EXERCISE PROMPT —
Repeat, exactly and completely, the entries shown underneath.

DATA FOR THE TASK —

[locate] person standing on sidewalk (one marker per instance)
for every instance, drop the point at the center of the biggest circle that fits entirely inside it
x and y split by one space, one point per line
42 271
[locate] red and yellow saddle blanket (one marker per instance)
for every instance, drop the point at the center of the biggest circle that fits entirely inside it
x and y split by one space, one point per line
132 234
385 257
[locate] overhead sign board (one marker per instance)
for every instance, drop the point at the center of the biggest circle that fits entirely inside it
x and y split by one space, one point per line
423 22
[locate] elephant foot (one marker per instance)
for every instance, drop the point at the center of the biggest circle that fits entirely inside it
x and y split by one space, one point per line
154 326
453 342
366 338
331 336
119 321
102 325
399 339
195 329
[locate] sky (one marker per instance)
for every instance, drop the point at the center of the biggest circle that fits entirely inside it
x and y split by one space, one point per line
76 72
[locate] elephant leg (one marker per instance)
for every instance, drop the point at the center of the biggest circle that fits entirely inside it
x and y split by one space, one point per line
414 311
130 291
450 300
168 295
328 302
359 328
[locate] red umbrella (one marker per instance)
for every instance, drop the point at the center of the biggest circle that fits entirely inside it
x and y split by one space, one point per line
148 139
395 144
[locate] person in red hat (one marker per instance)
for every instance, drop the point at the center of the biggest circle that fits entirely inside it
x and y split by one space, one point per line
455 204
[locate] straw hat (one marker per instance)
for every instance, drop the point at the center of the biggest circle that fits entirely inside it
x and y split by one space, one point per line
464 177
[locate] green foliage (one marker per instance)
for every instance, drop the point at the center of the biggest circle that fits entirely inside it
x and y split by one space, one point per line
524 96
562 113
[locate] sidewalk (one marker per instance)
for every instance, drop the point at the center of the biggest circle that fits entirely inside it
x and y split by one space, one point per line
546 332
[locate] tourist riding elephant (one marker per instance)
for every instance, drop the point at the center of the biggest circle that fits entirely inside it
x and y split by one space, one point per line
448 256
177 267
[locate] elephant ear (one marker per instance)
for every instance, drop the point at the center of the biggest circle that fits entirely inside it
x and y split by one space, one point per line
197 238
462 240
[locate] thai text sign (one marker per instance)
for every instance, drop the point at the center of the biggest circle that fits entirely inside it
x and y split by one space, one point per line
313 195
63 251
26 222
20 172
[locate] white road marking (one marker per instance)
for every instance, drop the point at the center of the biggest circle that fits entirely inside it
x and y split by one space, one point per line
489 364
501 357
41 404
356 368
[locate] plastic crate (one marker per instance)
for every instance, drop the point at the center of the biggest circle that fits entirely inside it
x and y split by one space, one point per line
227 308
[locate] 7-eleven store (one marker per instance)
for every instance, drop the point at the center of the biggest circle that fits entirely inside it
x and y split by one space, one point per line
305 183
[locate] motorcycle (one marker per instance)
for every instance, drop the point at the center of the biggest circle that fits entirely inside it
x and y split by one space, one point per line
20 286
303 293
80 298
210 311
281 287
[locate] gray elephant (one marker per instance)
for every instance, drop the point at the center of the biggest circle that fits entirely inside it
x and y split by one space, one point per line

SOLUTION —
[locate] person standing on sidewalk (one marker per instance)
for every instance, drop the point at the center of the biggest circle that fits entirely inside it
x and y split by one space, one point per line
42 271
[locate] red and yellow saddle blanket (one marker per instance)
for every instance, drop the point at the center of the biggest circle that fits entirely inside it
x and y split by one space, one point per line
132 234
385 257
[locate] overhead sign board (one marker per instance)
for every instance, drop the point at the center of the biggest circle that fits entirely inside it
x and y split by one space, one point per line
423 22
[locate] elephant foot (one marker per instance)
for every instance, drop the point at the center of the biggest circle that fits entirely inside it
x and y split by one space, one point per line
154 326
453 342
366 338
331 336
119 321
102 325
399 339
195 329
[locate] sky (one marker per instance)
for every instance, drop the point at the center of the biggest circle that fits entirely inside it
x and y split by one space, one point per line
76 72
[locate] elephant leg (one marker per instance)
for every instance, drop the point at the center of the biggest circle that fits entirely inside it
x and y split by one space, one point per line
414 311
130 291
450 300
168 295
328 302
359 328
[locate] red umbrella (one marker per instance)
for every instance, drop the point at the center of the biggest circle that fits entirely inside it
x and y split by one space, one point per line
148 139
395 144
[locate] person in red hat (one marker per instance)
for every instance, drop the point at the center of the biggest circle that fits entirely inside it
x and y split by one space, one point per line
455 204
[locate] straw hat (one marker per instance)
for every instance, drop the point at the center of the biggest circle that fits entirely inside it
x and y split by one space, one point per line
464 177
[locate] green foliage (one marker per instance)
for every instance, drop the point at the center of the biggest circle that fits entirely inside it
x and y split by one space, one point per line
524 96
562 113
[locate] sidewalk (one marker per instance)
for every instance, drop the point at the center of the biggest circle that fits entirely inside it
x and y split by one space, one point per line
546 332
[locate] tourist riding elephant (one marker per instance)
for every instance, drop the point at the center of the biggest circle that fits entirely inside it
x and y split by one space, one point per line
448 256
177 267
[locate] elephant ear (one marker per instance)
for every instance, drop the point at the center of the biggest circle that fits entirely inside it
x and y split by one space, one point per line
197 238
462 240
[locate] thai text sign (one marker per instance)
for every instance, drop the point at the center of the biggest circle that fits entirely inside it
x and y split by one space, one point per line
313 195
63 251
26 222
20 172
[locate] white road marking (one marker per instance)
for every instance, drop the point at the center of the biggest circle that fits entirely inside it
x and y split by one space, one point per line
489 364
501 357
41 404
356 368
[locate] plastic crate (one marker per instance)
for every instance, drop the point at the center of the biggest circle that fits entirely inside it
x and y split by one space, one point per line
227 308
[locate] 7-eleven store (one marker per instance)
for every instance, drop the point at the center of the biggest circle that fits entirely inside it
x and y split by one space, one point per line
305 183
[locate] motorcycle (one marker per instance)
for every instance, drop the point at the center of the biggest circle that fits entirely inside it
x and y split by one space, one point per line
20 286
303 293
80 298
210 311
281 287
[locate] gray elephant (one marker per instance)
for every instance, drop the point at the center of the biggest circle that fits entirely inside it
x and y split by one space, one point per line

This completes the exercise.